*JOB:*
Copy out the listing below word for word, starting at the line that contains "indicate the dark brown" and ending with its final line, both included.

*INFORMATION GIVEN:*
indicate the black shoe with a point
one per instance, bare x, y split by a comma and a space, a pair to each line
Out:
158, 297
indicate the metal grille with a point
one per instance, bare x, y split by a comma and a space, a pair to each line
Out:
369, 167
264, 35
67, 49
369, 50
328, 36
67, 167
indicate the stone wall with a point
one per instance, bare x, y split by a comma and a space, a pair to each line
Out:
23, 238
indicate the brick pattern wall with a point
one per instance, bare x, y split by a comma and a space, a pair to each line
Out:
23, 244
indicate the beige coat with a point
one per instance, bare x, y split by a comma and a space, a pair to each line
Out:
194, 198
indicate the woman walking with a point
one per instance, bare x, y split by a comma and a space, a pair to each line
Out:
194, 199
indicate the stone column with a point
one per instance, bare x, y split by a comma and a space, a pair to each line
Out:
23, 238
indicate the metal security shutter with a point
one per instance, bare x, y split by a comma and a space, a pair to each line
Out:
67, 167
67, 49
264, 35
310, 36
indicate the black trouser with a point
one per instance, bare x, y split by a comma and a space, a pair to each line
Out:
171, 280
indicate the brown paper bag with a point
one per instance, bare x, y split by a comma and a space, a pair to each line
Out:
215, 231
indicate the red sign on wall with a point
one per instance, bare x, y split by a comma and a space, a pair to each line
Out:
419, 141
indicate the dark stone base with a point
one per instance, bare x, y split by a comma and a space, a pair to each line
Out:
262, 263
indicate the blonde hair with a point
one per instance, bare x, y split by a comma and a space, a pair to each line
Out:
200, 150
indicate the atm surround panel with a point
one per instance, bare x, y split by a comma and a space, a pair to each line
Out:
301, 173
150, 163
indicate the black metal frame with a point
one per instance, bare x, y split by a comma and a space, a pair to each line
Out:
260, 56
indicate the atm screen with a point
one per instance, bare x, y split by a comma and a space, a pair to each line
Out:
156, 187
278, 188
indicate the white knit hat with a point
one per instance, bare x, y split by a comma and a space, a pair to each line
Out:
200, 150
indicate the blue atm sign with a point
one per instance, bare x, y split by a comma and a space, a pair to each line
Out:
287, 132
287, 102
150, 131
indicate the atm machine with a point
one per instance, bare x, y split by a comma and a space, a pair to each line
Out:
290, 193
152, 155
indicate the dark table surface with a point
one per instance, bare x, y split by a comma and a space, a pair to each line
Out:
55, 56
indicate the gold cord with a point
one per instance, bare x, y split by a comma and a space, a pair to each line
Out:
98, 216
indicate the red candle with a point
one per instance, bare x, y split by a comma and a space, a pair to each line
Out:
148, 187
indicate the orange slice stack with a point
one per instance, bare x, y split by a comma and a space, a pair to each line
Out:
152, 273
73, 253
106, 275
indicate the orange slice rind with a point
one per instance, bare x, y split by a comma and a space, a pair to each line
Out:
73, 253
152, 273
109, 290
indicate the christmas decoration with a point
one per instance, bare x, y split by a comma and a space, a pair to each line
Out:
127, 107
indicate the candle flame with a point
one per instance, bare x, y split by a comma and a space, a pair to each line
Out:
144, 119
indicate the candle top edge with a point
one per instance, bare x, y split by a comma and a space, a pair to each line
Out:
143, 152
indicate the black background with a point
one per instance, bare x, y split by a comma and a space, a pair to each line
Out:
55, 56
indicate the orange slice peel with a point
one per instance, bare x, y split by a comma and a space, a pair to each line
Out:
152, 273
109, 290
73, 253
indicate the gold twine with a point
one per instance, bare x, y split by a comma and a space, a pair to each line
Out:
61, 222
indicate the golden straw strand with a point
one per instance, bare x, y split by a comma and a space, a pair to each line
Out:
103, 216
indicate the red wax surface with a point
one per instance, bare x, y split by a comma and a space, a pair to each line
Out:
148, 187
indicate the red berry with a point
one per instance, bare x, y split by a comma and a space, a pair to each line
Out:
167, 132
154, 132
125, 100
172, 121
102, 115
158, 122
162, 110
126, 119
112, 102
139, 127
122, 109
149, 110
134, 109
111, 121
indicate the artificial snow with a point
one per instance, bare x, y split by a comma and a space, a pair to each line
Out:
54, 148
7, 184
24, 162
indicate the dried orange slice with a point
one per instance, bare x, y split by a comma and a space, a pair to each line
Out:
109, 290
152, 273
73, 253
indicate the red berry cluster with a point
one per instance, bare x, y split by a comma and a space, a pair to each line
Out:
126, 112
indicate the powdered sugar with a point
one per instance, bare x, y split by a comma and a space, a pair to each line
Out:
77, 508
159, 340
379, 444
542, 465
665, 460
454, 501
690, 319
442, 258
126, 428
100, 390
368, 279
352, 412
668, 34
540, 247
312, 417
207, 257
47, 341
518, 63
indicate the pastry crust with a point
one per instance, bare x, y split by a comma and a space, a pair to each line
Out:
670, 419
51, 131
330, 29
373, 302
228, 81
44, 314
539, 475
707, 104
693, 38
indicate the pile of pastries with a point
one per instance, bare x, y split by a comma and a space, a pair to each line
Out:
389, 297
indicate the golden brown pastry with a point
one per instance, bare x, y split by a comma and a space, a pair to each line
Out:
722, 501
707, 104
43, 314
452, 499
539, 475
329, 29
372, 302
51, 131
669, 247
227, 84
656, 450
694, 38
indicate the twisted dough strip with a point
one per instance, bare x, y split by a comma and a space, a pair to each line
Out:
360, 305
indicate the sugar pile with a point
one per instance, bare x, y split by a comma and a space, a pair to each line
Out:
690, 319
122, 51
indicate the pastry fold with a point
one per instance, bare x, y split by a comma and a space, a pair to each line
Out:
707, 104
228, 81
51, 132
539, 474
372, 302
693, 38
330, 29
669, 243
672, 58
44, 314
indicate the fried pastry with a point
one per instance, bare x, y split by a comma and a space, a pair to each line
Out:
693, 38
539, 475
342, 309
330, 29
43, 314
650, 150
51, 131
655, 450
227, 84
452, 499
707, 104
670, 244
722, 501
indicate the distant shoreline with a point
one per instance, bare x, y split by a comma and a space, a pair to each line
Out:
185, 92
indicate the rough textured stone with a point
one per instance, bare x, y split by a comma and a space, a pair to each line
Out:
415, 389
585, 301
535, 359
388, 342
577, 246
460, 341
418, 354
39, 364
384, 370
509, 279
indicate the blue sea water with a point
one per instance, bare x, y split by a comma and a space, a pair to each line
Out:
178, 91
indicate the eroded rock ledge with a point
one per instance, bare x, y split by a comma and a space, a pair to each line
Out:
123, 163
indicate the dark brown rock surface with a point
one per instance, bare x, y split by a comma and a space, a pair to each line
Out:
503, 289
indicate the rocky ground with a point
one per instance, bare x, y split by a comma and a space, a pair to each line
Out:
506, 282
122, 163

*THE ANSWER:*
indicate the dark brown rock surface with a point
one per instance, bare x, y split by a comma and a space, a pair to each line
Out:
503, 289
indicate the rocky ground with a point
one per instance, bare x, y split by a comma and a space, a pair to each line
Out:
506, 282
122, 163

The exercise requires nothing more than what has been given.